(Position annotation records)
+-------+
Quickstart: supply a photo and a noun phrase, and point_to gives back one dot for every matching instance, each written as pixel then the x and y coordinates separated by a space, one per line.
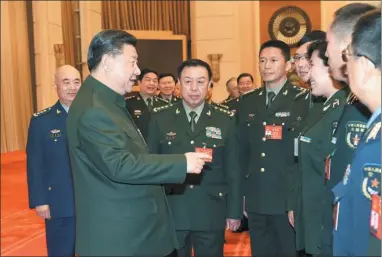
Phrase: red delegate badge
pixel 375 217
pixel 274 132
pixel 208 151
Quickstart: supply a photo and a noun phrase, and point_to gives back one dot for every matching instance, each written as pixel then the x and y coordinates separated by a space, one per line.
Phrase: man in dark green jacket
pixel 121 209
pixel 204 204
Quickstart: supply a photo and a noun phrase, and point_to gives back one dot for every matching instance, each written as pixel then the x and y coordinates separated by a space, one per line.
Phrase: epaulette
pixel 130 97
pixel 224 111
pixel 161 99
pixel 45 111
pixel 351 98
pixel 164 107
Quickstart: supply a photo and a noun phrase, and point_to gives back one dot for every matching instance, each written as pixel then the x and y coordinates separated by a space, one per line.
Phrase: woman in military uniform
pixel 313 214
+-------+
# What you need to do:
Format every line of the entries above as a Markdown table with two columns, No for the row number and Line for the text, skipping any blank lines. Leave the pictures out of the table.

# Complete output:
| No | Line |
|---|---|
| 1 | Quickstart: supply a photo and a noun phrase, and point_to gives back one dot for every matching instance, each written as pixel then the x and y coordinates separated by a space, one per line. |
| 2 | Phrase: red delegate badge |
| 3 | pixel 375 217 |
| 4 | pixel 274 132 |
| 5 | pixel 208 151 |
| 6 | Quickstart: supply a photo and a noun phrase, and point_to gives back one dot for every matching instance, each written as pixel then the x and y coordinates separated by a space, one per line. |
| 7 | Phrase: man in dark green jacket |
| 8 | pixel 121 209 |
| 9 | pixel 204 204 |
| 10 | Quickstart: supply a photo and a noun phrase, and point_to gives back one dot for every matching instance, each written as pixel then the x and y coordinates separated by a space, one per line. |
| 11 | Phrase: epaulette |
| 12 | pixel 130 97 |
| 13 | pixel 224 111 |
| 14 | pixel 161 99 |
| 15 | pixel 45 111 |
| 16 | pixel 351 98 |
| 17 | pixel 164 107 |
| 18 | Quickstart: supply a photo and a noun phrase, and point_to gives back one dot for every matching instance, each written as pixel then the x and y coordinates separated by a space, one per line. |
| 19 | Phrase: woman in military uniform |
| 20 | pixel 313 214 |